# Questions:
• a. Return everything in the passage about the detainee health series from "Agencies and reporters" down to "Immigration Health Services.", copied word for word.
• b. According to the passage about the detainee health series, which part of ICE manages immigrant health care?
== Text passage ==
Archive for June 7th, 2008

The Washington Post

When Post reporters call government agencies for comment on an investigation soon to be published, it is not good news for public affairs officers.

Post reporters — or any reporters for that matter — don’t do investigations to report that everything is hunky-dory. They do investigations to highlight problems that need to be corrected.

Agencies and reporters look at investigations decidedly differently. Agency officials don’t like to see documents leaked, unhappy employees interviewed or major problems revealed. They resent reporters digging into problems that they may feel are being or have been corrected.

So it was no surprise that Immigration and Customs Enforcement (ICE) officials were upset about a four-part series that ran May 11-14, about the health care of immigrant detainees. Veteran reporters Dana Priest and Amy Goldstein detailed mistakes that led to some of the 83 detainee deaths in the past five years, showed serious gaps in mental health treatment, suicides that could have been prevented and the medically unnecessary drugging of deportees for the trip back to their home countries. Immigrant health care is managed by ICE’s Division of Immigration Health Services.

ICE press secretary Kelly Nantel said that the series was “unethical, adversarial . . . misleading and highly editorial in nature” and “more harmful than helpful.” She said in an interview that DIHS health professionals were “devastated” by it.
===
== Data section ==
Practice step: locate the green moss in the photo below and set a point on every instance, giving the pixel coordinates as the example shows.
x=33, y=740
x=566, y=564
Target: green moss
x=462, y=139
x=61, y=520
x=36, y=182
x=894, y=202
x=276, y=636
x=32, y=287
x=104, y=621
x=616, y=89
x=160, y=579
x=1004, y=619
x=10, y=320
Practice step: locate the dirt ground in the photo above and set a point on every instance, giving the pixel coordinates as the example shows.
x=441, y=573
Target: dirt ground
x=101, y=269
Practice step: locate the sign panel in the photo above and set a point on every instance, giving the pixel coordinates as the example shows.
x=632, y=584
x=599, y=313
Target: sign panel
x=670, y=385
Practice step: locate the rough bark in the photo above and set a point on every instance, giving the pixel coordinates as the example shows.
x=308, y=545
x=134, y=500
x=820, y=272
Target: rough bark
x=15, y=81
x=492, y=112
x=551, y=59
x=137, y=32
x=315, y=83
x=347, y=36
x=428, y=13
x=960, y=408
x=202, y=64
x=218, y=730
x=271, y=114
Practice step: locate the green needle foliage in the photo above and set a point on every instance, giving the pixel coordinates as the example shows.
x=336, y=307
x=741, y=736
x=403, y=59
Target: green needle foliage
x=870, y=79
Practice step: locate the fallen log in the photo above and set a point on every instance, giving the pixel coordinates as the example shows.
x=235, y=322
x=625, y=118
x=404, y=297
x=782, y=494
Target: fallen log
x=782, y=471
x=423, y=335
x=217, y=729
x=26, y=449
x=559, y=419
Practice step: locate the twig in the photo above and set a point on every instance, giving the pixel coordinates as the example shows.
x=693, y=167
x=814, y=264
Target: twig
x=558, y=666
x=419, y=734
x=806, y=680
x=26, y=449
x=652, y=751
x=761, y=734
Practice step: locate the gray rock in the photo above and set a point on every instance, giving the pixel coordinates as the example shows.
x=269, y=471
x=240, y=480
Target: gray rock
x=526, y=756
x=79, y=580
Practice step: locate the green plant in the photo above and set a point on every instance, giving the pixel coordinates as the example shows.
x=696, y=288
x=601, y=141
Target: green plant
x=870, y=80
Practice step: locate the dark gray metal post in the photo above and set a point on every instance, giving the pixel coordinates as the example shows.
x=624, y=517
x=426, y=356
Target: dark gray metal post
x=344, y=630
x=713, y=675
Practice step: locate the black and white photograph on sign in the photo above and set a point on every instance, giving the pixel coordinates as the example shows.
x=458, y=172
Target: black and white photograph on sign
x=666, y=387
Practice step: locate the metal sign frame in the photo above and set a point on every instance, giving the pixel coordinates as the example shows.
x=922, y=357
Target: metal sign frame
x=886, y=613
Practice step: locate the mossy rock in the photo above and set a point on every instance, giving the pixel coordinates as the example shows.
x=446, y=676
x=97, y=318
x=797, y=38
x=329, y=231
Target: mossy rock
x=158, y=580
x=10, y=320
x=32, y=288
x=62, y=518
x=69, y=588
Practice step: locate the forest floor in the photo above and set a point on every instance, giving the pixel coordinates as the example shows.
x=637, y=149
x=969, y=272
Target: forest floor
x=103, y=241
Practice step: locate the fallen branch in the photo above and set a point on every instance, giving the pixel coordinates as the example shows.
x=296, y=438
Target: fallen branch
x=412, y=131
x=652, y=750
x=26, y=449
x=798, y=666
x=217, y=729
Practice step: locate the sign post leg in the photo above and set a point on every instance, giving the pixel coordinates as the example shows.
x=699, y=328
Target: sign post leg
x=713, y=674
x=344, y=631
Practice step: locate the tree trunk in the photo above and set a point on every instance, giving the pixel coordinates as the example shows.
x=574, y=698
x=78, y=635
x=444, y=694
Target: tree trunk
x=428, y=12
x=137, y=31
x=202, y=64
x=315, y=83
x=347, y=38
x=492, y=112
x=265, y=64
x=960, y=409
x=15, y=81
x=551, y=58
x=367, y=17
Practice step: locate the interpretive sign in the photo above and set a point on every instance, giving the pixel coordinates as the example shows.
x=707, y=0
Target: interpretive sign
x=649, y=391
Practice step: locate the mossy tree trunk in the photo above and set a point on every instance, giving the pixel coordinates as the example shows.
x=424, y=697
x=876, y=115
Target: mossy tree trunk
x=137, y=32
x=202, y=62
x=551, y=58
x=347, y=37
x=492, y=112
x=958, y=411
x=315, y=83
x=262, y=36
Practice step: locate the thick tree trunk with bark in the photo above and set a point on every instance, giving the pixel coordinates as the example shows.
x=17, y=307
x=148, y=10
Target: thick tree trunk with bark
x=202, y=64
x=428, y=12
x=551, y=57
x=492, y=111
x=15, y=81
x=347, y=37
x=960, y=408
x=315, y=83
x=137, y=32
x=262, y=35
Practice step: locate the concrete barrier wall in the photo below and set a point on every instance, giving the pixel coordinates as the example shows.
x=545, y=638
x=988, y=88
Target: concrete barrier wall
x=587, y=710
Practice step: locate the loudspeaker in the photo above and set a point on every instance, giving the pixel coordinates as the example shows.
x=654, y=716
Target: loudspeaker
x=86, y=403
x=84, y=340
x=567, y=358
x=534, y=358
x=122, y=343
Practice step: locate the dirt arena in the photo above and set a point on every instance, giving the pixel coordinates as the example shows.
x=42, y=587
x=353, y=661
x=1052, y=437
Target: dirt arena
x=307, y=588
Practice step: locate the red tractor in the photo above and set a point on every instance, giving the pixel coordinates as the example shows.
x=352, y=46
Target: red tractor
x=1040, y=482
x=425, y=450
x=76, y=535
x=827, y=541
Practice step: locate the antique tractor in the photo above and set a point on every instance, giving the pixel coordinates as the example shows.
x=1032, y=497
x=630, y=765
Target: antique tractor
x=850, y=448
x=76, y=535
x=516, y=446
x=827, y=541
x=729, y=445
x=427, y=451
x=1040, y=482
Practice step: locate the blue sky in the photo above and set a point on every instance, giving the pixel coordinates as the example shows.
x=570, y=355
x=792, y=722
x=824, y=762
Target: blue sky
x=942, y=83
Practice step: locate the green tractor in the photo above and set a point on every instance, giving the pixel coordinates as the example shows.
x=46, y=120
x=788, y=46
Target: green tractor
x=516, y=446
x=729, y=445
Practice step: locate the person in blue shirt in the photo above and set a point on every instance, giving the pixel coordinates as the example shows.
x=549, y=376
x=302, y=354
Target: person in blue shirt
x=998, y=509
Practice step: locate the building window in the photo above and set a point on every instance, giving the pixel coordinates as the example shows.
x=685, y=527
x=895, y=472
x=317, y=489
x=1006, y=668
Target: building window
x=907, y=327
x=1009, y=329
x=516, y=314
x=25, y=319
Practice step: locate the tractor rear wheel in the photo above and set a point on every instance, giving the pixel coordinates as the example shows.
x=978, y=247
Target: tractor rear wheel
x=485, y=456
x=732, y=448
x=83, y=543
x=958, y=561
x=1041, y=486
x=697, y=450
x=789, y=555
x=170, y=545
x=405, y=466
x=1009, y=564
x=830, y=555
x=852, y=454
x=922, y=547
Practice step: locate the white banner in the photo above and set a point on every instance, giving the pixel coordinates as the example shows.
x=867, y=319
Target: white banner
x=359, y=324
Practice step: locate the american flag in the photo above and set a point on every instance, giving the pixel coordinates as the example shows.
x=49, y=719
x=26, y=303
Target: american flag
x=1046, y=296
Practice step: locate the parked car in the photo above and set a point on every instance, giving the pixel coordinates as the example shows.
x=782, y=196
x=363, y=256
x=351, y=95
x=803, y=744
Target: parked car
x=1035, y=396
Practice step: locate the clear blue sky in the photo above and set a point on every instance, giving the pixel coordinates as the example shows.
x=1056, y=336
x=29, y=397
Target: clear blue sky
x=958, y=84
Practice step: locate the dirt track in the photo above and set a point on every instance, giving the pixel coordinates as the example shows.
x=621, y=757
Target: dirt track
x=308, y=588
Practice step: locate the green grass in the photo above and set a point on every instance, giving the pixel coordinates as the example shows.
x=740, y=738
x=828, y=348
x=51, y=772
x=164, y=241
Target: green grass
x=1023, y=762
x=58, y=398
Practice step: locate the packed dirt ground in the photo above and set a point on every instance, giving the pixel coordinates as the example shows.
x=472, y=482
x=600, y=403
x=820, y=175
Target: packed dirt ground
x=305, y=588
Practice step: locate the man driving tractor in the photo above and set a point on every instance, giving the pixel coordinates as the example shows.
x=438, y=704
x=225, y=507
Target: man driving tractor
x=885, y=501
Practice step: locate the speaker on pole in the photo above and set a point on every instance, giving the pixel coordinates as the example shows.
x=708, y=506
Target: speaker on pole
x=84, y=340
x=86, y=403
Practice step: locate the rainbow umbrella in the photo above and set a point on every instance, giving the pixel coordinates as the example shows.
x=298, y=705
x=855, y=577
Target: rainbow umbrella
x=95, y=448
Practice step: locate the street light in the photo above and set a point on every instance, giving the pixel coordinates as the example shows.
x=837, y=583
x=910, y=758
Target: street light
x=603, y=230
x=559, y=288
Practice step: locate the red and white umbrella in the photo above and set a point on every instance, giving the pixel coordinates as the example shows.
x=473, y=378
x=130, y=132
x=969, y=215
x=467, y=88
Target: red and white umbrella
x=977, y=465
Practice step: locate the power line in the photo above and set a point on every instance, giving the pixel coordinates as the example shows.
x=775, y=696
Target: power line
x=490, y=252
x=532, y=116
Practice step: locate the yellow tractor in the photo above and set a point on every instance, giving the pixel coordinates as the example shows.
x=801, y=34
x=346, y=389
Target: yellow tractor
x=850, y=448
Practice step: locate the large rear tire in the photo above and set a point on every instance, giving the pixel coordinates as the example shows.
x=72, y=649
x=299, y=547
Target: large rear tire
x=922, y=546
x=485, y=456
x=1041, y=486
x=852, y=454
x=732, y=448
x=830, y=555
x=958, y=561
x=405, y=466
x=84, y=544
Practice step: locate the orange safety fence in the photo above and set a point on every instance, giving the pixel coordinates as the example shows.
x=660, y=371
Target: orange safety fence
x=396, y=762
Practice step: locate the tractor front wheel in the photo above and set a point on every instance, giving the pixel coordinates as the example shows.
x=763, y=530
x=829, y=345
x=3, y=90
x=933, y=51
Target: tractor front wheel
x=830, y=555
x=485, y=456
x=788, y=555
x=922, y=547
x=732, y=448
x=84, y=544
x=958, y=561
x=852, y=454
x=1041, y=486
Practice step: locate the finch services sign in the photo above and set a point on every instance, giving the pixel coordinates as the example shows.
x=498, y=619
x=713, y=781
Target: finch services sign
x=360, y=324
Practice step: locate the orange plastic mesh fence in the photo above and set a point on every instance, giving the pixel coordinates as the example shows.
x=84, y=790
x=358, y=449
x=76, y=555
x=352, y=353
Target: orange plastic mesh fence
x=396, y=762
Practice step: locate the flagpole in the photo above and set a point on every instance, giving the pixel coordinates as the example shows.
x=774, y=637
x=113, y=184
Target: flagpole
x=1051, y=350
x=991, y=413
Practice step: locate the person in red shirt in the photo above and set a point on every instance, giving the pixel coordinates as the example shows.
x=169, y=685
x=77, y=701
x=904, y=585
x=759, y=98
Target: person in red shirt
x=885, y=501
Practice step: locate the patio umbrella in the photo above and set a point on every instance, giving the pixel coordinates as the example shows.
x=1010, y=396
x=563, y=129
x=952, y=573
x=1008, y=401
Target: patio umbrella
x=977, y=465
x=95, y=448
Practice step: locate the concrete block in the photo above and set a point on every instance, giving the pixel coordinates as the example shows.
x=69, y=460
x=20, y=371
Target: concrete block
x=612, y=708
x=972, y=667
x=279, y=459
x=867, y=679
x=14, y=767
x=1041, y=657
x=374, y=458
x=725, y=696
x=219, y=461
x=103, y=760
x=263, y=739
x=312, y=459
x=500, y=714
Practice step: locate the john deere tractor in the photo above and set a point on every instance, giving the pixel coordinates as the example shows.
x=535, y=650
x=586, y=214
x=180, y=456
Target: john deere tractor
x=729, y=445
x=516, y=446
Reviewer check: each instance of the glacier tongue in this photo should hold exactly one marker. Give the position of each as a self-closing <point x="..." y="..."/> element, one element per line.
===
# Outputs by task:
• a.
Agencies and reporters look at investigations decidedly differently. Agency officials don’t like to see documents leaked, unhappy employees interviewed or major problems revealed. They resent reporters digging into problems that they may feel are being or have been corrected.

So it was no surprise that Immigration and Customs Enforcement (ICE) officials were upset about a four-part series that ran May 11-14, about the health care of immigrant detainees. Veteran reporters Dana Priest and Amy Goldstein detailed mistakes that led to some of the 83 detainee deaths in the past five years, showed serious gaps in mental health treatment, suicides that could have been prevented and the medically unnecessary drugging of deportees for the trip back to their home countries. Immigrant health care is managed by ICE’s Division of Immigration Health Services.

• b. ICE's Division of Immigration Health Services